> _課題_:
預託商法に関する意見書のうち、「同法における規制の概要は、書」で始まり「って被害が拡大してしまった。」まで続く部分を正確に書き写してください。

預託商法被害の防止のための法整備に関する意見書

2018年11月09日更新

2018年(平成30年)11月8日
神奈川県弁護士会
会長 芳野 直子

第1 意見の趣旨

預託商法に対しては、金融商品取引法の「集団投資スキーム」(2条2項5号)を適用するよう法令の整備を行うべきである。

第2 意見の理由

1 預託商法の被害

「預託商法」とは、業者が消費者に商品を売却して代金を支払わせると同時にその商品を業者に預託させることで実際には商品の引渡しを行わず、預託期間中は業者が消費者に預託料を支払うという仕組みの商法である。預託期間が満了した場合には、預託した商品を渡すか現金で清算するかを消費者が選択できるとする場合がほとんどである。現金で清算する場合の額については、売買代金額と定める事案が多い。

豊田商事事件の預託商法の場合には、豊田商事が消費者に「金は値上がりする」などと勧誘して金地金の売買代金名目で代金を支払わせ、「預けてもらえば賃借料を払う」として引渡しをしなかった。周知のとおり、豊田商事が破綻し、豊田商事が預託を受けたはずの金地金は実際には存在しないことが明らかになった。

2 預託法の制定とその内容

このような預託商法被害の再発防止のためとして、1986年(昭和61年)に制定されたのが「特定商品等の預託等取引契約に関する法律」(以下「預託法」という。)である。

同法の定義する「預託等取引契約」は、3か月以上の期間にわたり、政令指定商品・権利の預託及び当該預託に関し財産上の利益を供与することを約し、契約者(消費者)がこれに応じて当該商品・権利を預託することを約する契約としている(2条)。

預託商法は、業者の消費者に対する売買契約と預託契約を組み合わせたものである。しかし、この定義では、預託商法の売買契約の部分が欠落しており、預託契約だけが捉えられている。そのため、同法の規制も預託契約だけを対象としている。例えば、クーリング・オフ(8条)、中途解約権(9条)は預託契約だけを対象としているので、これらの権利を行使しても売買代金が戻るわけではない。

同法における規制の概要は、書面交付義務(3条)、重要事項の故意の不告知・不実告知の禁止(4条)、威迫等の不当勧誘行為の禁止(5条)、書類の備え置きと閲覧(6条)などの行為規制と、報告・立入検査(10条)、業務停止命令等(7条)などの行政権限、罰則(14条ないし17条)である。

3 預託法で再発防止はできなかった

預託法の施行によって預託商法被害が防止できたかと言えば、防止どころか却って被害が拡大してしまった。

特に、和牛を取引対象とした和牛預託商法には多くの業者が参入した。豊田商事の場合と同様、預託を受けたとする和牛などは存在しなかったため、1997年から2017年にかけて、出資法違反による摘発が相次いだ。和牛預託商法の最大の被害は、2011年に破綻した安愚楽牧場事件である。この事件は、被害者73,000人・被害額4,300億円という空前の大型消費者被害である。豊田商事事件は被害者29,000人・被害額2,000億円であったので、預託法によって再発防止するどころか、その倍以上の被害を引き起こしたことになる。

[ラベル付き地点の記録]
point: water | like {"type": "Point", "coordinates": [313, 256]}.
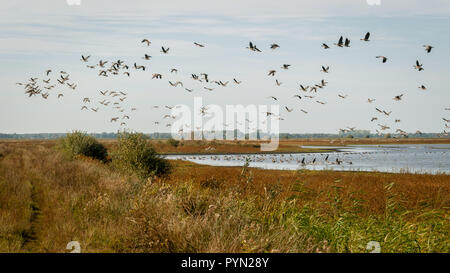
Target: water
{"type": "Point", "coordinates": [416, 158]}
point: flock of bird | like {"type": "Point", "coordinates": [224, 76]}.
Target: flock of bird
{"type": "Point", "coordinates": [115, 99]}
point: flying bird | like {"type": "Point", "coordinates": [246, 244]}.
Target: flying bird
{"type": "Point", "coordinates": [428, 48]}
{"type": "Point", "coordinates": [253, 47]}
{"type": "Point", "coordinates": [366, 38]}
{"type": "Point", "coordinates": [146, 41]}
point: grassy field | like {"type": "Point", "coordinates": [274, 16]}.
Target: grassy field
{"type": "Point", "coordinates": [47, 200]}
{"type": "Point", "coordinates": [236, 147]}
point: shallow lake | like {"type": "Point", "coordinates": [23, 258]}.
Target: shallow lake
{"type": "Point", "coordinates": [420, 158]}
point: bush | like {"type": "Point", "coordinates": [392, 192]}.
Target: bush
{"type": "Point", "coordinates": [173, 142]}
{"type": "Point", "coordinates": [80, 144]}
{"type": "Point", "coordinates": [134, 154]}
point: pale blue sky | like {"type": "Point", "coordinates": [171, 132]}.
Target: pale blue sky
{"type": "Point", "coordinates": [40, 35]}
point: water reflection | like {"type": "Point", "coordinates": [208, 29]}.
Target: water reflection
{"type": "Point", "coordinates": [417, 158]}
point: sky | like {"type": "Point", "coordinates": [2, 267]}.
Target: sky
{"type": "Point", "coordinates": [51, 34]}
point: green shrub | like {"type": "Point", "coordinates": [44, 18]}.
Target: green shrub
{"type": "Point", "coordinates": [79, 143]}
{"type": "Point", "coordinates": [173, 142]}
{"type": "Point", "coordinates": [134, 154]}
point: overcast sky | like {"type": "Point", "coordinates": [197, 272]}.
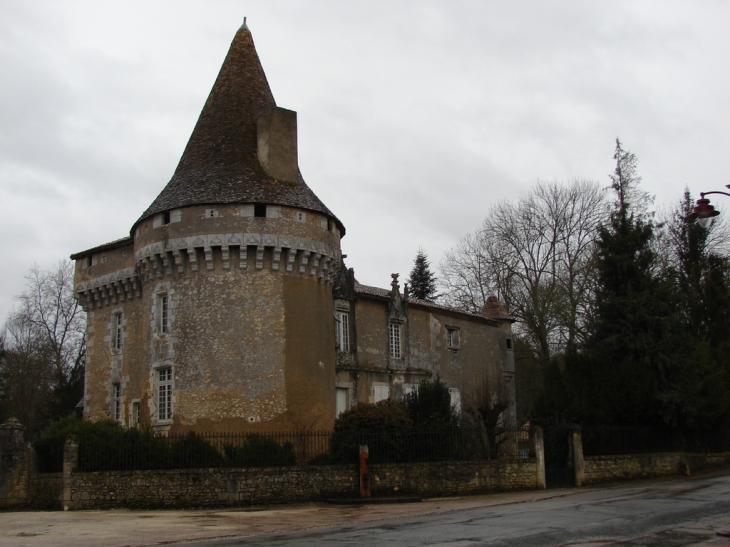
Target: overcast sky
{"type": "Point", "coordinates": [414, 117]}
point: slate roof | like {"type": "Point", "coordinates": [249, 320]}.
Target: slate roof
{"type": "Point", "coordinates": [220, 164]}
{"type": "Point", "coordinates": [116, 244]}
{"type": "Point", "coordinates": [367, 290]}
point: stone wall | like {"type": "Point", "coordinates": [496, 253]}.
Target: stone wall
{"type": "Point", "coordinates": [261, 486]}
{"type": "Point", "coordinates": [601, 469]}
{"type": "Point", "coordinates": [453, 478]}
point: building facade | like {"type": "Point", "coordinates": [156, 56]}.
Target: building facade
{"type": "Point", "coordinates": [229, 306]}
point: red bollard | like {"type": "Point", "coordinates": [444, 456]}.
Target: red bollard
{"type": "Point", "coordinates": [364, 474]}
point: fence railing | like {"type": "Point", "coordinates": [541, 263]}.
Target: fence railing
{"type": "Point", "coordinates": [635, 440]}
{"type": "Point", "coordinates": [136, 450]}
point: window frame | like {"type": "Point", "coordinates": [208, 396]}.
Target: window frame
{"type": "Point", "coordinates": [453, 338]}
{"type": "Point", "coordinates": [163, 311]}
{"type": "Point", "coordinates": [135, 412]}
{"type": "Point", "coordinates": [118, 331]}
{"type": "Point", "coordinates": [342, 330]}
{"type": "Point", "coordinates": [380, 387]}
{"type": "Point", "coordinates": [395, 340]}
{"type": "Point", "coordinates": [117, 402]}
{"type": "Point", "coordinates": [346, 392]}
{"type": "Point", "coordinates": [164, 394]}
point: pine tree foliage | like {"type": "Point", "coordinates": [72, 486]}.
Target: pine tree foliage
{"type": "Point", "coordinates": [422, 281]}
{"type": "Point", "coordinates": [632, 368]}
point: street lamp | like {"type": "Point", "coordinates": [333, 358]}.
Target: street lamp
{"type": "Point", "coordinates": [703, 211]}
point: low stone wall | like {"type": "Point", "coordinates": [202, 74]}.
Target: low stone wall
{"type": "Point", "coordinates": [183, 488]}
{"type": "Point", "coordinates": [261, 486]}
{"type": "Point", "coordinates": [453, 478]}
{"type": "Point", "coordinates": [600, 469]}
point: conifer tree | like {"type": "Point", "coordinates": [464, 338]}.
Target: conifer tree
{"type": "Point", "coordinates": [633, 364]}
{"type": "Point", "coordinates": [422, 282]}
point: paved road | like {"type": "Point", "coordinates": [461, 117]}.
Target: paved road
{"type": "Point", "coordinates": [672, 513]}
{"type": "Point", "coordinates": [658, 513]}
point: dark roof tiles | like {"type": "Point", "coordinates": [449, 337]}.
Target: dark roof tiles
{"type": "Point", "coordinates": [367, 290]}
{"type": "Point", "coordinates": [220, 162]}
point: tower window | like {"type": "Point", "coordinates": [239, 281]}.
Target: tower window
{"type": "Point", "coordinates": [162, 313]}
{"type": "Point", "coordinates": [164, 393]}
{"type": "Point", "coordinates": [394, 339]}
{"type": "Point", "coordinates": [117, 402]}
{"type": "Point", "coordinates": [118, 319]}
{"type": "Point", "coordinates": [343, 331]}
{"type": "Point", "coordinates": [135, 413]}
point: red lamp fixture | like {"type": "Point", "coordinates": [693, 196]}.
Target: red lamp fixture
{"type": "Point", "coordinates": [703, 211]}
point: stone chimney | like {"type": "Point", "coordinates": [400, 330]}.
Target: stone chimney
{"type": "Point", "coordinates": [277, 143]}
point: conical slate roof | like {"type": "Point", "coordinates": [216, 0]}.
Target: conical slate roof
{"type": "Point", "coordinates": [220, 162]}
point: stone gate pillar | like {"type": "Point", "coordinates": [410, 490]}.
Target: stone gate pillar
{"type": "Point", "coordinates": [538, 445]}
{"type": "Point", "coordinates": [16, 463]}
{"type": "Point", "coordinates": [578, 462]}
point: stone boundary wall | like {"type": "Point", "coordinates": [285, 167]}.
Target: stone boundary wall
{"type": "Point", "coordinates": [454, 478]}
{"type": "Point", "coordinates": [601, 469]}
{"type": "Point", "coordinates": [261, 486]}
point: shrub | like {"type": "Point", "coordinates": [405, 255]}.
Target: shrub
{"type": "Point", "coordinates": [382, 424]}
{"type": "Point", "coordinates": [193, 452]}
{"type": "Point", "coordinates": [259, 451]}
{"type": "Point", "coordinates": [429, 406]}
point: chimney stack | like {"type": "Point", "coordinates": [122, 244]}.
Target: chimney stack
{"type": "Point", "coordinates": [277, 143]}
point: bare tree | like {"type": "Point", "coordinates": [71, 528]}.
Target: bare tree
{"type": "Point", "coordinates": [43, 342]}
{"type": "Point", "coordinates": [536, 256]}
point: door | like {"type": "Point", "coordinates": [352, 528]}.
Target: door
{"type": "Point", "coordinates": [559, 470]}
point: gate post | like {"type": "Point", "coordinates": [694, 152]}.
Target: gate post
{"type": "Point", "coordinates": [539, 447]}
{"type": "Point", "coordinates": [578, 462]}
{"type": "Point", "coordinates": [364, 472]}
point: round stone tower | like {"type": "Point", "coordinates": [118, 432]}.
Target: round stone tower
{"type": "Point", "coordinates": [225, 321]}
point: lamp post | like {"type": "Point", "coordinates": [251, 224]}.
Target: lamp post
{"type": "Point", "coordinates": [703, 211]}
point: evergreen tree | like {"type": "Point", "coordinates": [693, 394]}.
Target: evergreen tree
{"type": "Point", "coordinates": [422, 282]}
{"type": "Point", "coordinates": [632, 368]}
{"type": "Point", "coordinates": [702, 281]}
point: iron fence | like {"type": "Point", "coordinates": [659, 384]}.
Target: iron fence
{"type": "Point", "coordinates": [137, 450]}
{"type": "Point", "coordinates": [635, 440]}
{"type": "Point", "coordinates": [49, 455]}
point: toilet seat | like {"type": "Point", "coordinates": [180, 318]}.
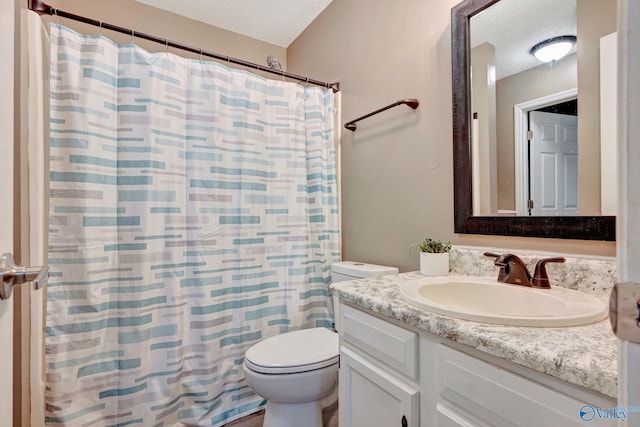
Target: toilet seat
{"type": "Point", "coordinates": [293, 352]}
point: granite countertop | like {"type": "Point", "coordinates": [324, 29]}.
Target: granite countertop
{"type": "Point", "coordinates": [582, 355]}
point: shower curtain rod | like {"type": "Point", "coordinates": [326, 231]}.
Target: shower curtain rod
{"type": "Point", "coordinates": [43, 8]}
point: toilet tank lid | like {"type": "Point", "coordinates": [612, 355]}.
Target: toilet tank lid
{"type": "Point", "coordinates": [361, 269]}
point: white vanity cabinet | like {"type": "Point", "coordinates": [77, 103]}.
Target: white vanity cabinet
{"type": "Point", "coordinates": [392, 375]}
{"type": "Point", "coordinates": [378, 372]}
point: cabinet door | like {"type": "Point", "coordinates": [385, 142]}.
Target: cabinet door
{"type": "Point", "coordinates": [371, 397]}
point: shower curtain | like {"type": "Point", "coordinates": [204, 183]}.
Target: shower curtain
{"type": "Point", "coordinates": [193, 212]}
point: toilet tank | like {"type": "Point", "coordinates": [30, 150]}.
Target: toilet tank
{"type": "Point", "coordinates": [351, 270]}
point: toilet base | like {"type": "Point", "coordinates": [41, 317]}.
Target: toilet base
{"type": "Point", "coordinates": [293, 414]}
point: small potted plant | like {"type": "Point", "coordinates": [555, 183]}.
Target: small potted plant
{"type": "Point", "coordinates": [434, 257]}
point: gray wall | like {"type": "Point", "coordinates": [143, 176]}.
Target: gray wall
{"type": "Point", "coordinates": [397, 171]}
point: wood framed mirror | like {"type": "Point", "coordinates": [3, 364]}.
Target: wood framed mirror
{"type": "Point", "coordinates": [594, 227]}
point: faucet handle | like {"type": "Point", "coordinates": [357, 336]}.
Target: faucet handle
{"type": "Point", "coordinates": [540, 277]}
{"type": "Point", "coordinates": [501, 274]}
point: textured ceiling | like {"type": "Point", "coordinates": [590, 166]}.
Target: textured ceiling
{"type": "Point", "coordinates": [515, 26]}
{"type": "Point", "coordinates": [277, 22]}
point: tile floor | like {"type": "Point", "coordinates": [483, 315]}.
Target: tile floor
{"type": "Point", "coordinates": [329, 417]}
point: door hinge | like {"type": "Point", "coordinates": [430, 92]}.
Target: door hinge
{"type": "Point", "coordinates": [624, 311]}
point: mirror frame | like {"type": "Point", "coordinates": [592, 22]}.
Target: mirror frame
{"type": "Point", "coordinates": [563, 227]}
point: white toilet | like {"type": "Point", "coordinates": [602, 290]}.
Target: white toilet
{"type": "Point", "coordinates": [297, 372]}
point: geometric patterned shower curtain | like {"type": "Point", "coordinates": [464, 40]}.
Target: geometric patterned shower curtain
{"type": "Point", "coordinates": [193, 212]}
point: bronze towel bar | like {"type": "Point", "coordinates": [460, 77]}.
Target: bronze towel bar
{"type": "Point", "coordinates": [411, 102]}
* * *
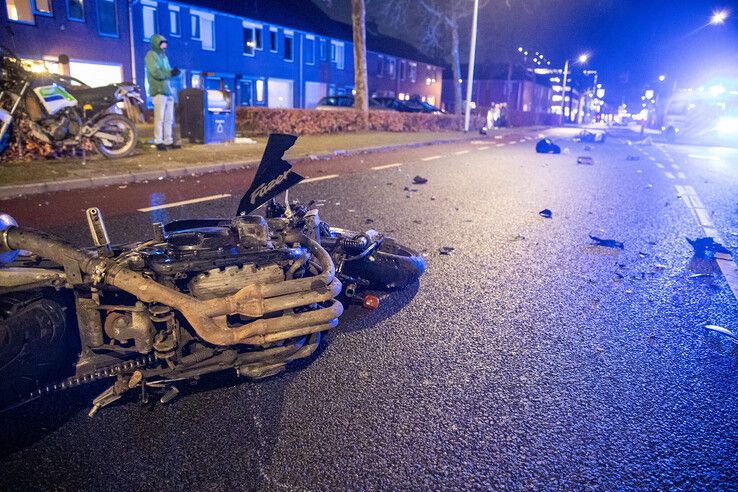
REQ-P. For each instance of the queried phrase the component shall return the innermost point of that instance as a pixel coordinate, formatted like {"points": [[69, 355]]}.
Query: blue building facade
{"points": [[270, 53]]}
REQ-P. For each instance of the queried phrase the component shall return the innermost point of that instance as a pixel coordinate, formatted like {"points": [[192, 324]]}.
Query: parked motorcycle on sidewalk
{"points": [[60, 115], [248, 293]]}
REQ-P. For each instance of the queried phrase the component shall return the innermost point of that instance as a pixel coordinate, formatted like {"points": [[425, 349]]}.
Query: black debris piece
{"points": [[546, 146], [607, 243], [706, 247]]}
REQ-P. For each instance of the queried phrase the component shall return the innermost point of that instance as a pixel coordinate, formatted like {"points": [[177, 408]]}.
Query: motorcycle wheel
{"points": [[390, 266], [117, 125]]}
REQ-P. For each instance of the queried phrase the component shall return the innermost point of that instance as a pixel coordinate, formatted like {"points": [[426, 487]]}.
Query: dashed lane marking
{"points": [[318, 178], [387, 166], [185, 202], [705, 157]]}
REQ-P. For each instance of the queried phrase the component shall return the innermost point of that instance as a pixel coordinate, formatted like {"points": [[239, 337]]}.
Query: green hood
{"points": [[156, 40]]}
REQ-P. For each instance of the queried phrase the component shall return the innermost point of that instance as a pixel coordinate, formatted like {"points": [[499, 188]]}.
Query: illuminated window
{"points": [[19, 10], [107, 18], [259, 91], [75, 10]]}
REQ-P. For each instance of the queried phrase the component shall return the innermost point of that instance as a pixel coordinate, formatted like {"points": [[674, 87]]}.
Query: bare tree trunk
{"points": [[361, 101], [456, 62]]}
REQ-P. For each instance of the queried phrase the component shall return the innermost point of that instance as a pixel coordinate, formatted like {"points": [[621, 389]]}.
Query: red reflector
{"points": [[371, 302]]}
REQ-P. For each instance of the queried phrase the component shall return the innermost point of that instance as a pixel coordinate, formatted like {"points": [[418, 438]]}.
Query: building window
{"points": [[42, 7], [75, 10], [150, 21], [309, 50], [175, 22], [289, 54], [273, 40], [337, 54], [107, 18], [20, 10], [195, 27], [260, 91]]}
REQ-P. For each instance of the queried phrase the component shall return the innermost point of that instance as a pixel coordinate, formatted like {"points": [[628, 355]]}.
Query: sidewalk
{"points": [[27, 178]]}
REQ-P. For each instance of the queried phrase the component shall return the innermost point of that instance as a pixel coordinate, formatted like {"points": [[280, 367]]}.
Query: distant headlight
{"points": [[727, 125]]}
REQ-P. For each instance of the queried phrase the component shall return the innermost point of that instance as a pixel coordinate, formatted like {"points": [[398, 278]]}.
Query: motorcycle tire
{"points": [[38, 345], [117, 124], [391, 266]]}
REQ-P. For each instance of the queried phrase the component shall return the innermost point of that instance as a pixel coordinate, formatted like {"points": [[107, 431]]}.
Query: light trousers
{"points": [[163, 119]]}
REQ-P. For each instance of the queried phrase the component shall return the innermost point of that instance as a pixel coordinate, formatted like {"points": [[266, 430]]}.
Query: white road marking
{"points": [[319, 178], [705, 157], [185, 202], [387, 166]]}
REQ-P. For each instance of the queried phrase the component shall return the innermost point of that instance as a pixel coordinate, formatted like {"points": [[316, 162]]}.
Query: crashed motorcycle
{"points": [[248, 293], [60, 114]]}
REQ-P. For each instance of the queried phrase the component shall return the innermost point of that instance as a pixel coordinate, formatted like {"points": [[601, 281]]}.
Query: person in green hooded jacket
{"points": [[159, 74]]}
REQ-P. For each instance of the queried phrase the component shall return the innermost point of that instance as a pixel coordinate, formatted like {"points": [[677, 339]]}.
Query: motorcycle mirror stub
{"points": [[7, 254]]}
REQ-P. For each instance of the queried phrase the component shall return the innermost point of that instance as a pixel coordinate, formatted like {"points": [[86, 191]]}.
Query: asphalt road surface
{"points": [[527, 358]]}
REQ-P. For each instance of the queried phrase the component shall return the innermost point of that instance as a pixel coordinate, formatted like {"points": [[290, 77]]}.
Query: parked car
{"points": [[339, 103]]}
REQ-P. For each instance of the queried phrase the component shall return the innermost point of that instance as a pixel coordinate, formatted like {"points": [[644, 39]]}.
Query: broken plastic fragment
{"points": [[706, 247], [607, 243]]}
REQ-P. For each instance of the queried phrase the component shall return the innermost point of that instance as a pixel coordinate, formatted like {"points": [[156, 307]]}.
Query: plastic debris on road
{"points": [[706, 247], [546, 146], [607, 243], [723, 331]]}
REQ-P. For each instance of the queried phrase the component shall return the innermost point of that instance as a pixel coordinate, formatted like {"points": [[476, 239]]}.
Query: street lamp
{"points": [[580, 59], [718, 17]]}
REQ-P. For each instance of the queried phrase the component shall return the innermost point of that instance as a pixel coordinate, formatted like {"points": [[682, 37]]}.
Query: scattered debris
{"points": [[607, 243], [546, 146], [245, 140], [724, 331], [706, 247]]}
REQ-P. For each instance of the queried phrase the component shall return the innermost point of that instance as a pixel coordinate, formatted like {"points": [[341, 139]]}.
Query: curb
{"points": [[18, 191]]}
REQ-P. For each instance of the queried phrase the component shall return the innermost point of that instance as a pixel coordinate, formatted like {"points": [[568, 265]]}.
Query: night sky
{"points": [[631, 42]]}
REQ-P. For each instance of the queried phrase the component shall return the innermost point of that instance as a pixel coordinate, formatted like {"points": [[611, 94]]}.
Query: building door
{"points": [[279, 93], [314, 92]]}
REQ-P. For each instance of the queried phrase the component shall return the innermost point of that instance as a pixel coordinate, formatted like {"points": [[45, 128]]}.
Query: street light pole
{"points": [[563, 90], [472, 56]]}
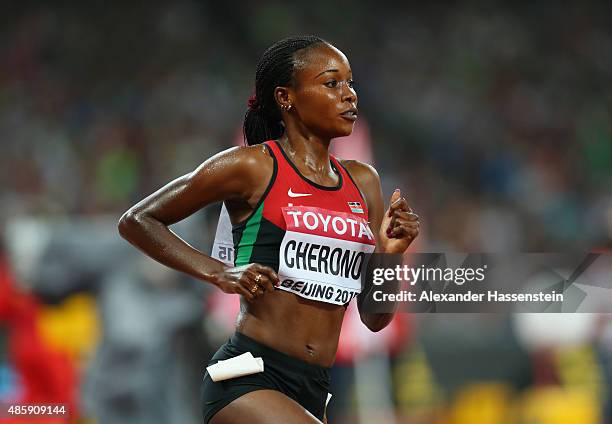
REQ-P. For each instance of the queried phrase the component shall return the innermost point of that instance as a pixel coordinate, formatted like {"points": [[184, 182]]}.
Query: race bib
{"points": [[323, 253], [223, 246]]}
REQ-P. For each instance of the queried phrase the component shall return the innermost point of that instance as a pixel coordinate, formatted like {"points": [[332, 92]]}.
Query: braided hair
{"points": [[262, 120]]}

> _想定解答_:
同法における規制の概要は、書面交付義務(3条)、重要事項の故意の不告知・不実告知の禁止(4条)、威迫等の不当勧誘行為の禁止(5条)、書類の備え置きと閲覧(6条)などの行為規制と、報告・立入検査(10条)、業務停止命令等(7条)などの行政権限、罰則(14条ないし17条)である。

3 預託法で再発防止はできなかった

預託法の施行によって預託商法被害が防止できたかと言えば、防止どころか却って被害が拡大してしまった。